Aim of the task -
The data follows. Retype every entry exactly.

### Source information

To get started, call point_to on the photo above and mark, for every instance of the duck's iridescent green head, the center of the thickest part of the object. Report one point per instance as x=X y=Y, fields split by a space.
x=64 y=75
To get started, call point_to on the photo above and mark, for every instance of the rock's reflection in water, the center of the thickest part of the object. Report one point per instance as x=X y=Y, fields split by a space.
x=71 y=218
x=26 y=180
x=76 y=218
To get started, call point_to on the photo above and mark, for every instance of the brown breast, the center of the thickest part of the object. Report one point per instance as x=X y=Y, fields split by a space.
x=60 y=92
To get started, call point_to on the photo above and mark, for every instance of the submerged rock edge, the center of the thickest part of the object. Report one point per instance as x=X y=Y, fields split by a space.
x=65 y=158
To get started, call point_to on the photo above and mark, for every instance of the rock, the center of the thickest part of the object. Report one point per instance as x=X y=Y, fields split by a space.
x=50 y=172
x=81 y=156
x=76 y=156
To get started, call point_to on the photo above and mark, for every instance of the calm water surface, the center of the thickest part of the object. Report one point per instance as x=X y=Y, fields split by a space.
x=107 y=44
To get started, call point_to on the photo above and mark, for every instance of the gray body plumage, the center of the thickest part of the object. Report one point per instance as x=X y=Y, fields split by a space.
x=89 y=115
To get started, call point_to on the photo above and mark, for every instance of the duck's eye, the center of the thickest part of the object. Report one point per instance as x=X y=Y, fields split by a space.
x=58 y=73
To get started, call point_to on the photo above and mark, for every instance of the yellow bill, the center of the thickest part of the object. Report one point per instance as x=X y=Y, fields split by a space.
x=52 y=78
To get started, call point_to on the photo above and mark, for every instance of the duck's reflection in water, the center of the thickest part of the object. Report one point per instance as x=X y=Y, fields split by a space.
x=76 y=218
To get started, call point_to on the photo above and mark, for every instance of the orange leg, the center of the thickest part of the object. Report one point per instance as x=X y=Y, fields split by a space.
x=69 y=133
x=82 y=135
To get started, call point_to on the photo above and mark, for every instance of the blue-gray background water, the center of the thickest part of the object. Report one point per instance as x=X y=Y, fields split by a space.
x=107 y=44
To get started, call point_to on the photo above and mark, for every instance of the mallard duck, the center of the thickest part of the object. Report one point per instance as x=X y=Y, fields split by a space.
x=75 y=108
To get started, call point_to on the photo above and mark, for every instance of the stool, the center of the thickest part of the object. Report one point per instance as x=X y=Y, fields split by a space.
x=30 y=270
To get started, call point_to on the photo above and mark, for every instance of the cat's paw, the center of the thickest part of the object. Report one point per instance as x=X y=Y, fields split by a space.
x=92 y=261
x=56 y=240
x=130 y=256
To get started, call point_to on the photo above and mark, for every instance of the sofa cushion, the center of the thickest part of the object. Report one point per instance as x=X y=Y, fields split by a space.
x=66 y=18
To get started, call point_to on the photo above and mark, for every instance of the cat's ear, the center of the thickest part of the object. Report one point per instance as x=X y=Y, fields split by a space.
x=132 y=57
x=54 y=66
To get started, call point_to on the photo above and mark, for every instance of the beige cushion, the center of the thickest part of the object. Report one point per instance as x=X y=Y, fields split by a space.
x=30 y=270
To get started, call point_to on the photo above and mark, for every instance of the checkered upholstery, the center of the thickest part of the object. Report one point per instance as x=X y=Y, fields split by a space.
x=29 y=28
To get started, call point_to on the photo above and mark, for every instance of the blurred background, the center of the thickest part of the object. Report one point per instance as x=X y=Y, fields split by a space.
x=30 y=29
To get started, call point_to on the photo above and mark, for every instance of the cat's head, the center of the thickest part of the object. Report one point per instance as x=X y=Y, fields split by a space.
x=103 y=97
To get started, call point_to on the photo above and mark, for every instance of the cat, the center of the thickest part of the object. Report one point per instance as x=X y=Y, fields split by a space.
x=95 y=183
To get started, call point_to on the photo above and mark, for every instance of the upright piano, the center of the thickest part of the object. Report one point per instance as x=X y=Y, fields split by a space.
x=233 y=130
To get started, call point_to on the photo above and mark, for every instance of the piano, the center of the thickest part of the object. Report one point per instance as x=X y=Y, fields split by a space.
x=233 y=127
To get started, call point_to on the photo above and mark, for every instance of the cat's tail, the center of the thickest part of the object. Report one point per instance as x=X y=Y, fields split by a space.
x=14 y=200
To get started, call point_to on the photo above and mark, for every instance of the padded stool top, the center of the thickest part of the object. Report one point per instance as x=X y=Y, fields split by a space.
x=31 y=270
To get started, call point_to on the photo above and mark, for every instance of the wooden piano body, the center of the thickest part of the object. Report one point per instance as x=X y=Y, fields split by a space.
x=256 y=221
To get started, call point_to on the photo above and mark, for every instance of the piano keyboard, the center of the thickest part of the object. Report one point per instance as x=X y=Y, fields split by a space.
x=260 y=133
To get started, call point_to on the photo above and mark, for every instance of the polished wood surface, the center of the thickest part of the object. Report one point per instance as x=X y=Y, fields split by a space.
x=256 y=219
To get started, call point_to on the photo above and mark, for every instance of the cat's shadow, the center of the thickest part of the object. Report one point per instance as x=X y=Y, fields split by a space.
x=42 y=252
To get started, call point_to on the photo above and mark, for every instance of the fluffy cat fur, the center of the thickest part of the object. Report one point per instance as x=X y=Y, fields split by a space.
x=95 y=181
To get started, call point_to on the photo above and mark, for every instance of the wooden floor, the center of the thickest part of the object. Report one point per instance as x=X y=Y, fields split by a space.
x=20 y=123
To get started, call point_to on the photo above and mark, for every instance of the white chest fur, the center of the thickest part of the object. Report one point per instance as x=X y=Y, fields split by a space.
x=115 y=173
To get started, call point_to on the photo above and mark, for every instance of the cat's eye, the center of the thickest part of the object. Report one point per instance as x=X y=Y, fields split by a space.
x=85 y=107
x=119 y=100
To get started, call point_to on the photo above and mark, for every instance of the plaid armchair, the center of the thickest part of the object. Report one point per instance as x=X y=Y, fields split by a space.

######

Result of this task -
To get started, call point_to on the photo above and mark, for every instance of the duck's iridescent green head, the center of the thickest part of the object. Report one point per instance as x=X y=Y, fields split by a space.
x=64 y=75
To get started, call point_to on the photo above and mark, for every instance of the rock's reflection in water, the center of the thickest part of the object. Report one point per instance as x=X y=Y, fields split by a space.
x=71 y=218
x=26 y=180
x=76 y=218
To get started, call point_to on the photo above and mark, for every instance of the brown breast, the center of the thickest part of the object. Report one point per instance as x=X y=Y, fields split by a space.
x=60 y=92
To get started, call point_to on the photo above and mark, for every instance of the submerged rock edge, the center of the thickest part of the object. Report one point per instance as x=X y=Y, fields split by a space.
x=65 y=158
To get started, call point_to on the photo above and mark, for every instance of the rock, the center of the thickest part of the object. Report one point per instance as x=X y=Y, fields split by a space.
x=50 y=172
x=81 y=156
x=76 y=156
To get started, call point_to on the photo above and mark, for every instance of the calm water surface, the center of the thickest part of the object. Report one point per instance as x=X y=Y, fields split by a space.
x=107 y=44
To get started, call point_to on the photo above and mark, for every instance of the gray body plumage, the center of the thickest part of the object. Report one point per instance as x=X y=Y, fields split by a space.
x=89 y=115
To get started, call point_to on the photo above and mark, for every instance of the duck's eye, the center of the thickest part of the object. Report one point per instance as x=X y=Y, fields split by a space.
x=58 y=73
To get started, call point_to on the photo above and mark, for every instance of the yellow bill, the center of the thickest part of the object. Report one point per instance as x=X y=Y, fields split by a space.
x=52 y=78
To get started, call point_to on the photo above and mark, for every instance of the duck's reflection in water, the center of the thickest part of the object. Report one point per instance as x=X y=Y, fields split by a space.
x=76 y=218
To get started, call point_to on the photo above and mark, for every instance of the orange leg, the center of the thickest part of the object. Report one point per instance as x=X y=Y, fields split by a space.
x=69 y=133
x=82 y=135
To get started, call point_to on the photo above and mark, for every instance of the blue-gray background water, the center of the thickest part of the object. Report one point per instance as x=X y=Y, fields split by a space.
x=107 y=44
To get started, call point_to on the photo above and mark, for every instance of the mallard duck, the center of the thickest part of the object. Report one point per instance as x=X y=Y, fields split by a space.
x=75 y=108
To get started, call point_to on the photo above and mark, for every instance of the stool, the center of the thickest part of the object. Report one point per instance as x=X y=Y, fields split by a space.
x=30 y=270
To get started, call point_to on the photo above and mark, for every instance of the cat's paw, the center of the thickest part of the object. Report one point per instance as x=X y=Y, fields split by a space.
x=92 y=261
x=56 y=240
x=130 y=256
To get started, call point_to on the photo above and mark, for every instance of the sofa cushion, the center of the thickest part of the object. Report one point per instance as x=X y=Y, fields split by a space.
x=66 y=18
To get started, call point_to on the photo above and mark, for every instance of the cat's ear, the center of the thickest part of the object. Report one point per instance as x=X y=Y, fields split by a space.
x=132 y=57
x=54 y=66
To get started, call point_to on the photo above and mark, for every instance of the beige cushion, the center of the thickest part of the object. Report one point per instance as x=X y=Y, fields split by a space.
x=30 y=270
To get started, call point_to on the photo above and mark, for every instance of the checkered upholstery, the center of the thickest part of the object. Report one point per instance as x=X y=Y, fields split by a space.
x=29 y=28
To get started, call point_to on the photo above and mark, for every instance of the blurred background, the center of the thickest part of the object. Report one point per instance as x=X y=Y, fields split by a space.
x=30 y=29
To get started, call point_to on the photo above and mark, for every instance of the cat's head, the center of the thickest part of the object. Report one point per instance as x=X y=Y, fields split by a space.
x=103 y=97
To get started, call point_to on the photo above and mark, for every instance of the cat, the center of the thickest part of the object. Report one point per instance as x=X y=Y, fields split by a space.
x=95 y=183
To get started, call point_to on the photo above and mark, for every instance of the upright piano, the center of the thickest part of the object. Report one point per instance as x=X y=Y, fields split by a space.
x=233 y=130
To get started, call point_to on the photo above and mark, for every instance of the piano, the center of the thickest part of the object. Report one point per instance as x=X y=Y, fields split by a space.
x=233 y=127
To get started, call point_to on the photo above and mark, for every instance of the cat's tail, the center of the thickest part of the object. Report one point per instance as x=X y=Y, fields split by a space.
x=14 y=200
To get started, call point_to on the photo above and mark, for every instance of the padded stool top, the center of the thickest part of the object. Report one point per instance as x=X y=Y, fields split by a space.
x=31 y=270
To get started, call point_to on the photo above and mark, for every instance of the wooden piano body, the center of the thickest part of the object. Report one point per instance as x=X y=Y, fields split by a space.
x=256 y=221
To get started, call point_to on the photo above and mark, for every instance of the piano keyboard, the center of the thickest part of the object. Report one point per instance as x=X y=Y, fields split by a space.
x=260 y=133
To get started, call point_to on the photo above and mark, for every instance of the polished wood surface, the center of the thickest part of the object. Report one point per instance as x=X y=Y, fields split by a space.
x=256 y=219
To get started, call point_to on the photo above and mark, for every instance of the cat's shadow, the center of the thickest part of the object. Report one point per instance as x=X y=Y, fields split by a space.
x=42 y=252
To get started, call point_to on the photo above and mark, for every instance of the fluffy cat fur, the center of the thickest part of the object. Report one point per instance as x=X y=Y, fields split by a space.
x=95 y=181
To get started, call point_to on the photo above and mark, for every instance of the wooden floor, the center of the thickest part of the object. Report one point per instance as x=X y=Y, fields split by a space.
x=20 y=123
To get started, call point_to on the photo above and mark, for every instance of the white chest fur, the center of the thickest part of the object. Report one point per instance as x=X y=Y, fields split by a space.
x=115 y=173
To get started, call point_to on the photo above and mark, for every instance of the cat's eye, the center of the thickest part of the object. Report one point per instance as x=X y=Y, fields split by a space.
x=85 y=107
x=119 y=100
To get started, call point_to on the photo above and mark, for every instance of the plaid armchair, the center of the thickest part of the object. Report one point per instance as x=X y=Y, fields split by a space.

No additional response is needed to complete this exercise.